WORK TASK: Please work out how many of the lines below include "Object". Only the number should be given.

INPUT FOR THIS TASK:
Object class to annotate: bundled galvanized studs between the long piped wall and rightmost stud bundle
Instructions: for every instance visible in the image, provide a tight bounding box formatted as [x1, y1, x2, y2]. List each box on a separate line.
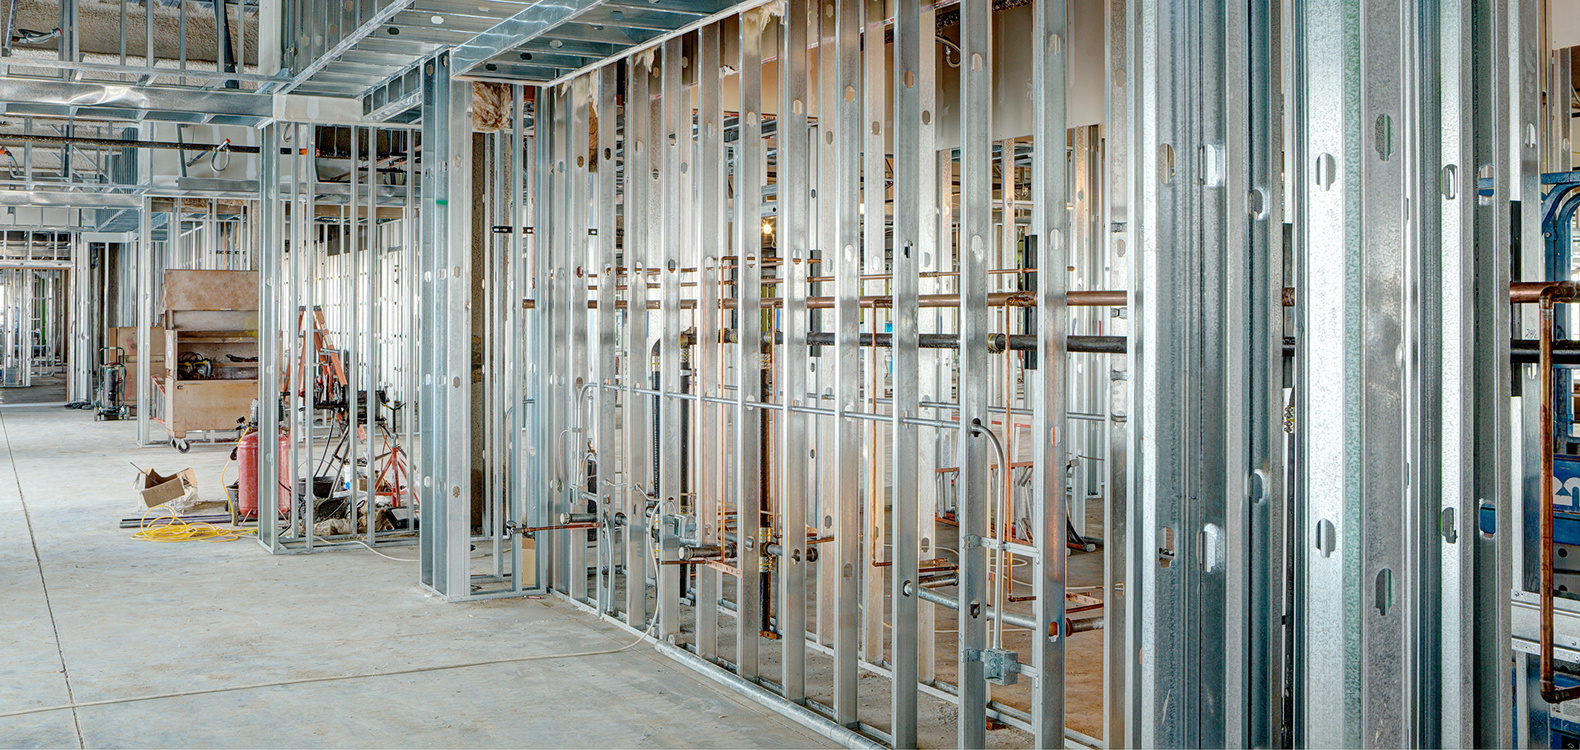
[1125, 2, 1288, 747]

...

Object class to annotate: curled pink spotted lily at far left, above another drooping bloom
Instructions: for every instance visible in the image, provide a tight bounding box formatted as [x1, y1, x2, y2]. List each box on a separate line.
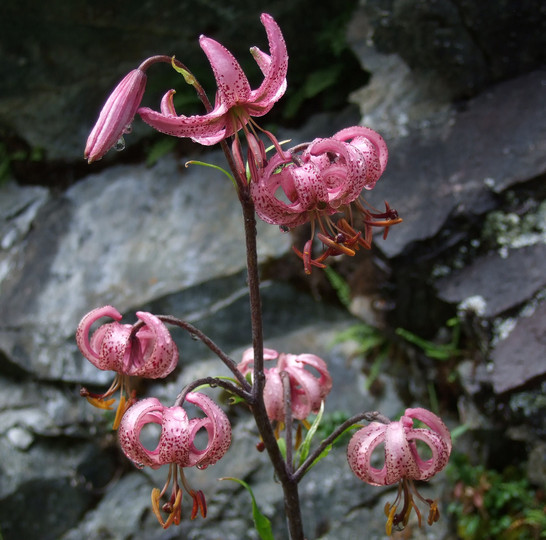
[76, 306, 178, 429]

RESPONSE TO THIS TASK: 2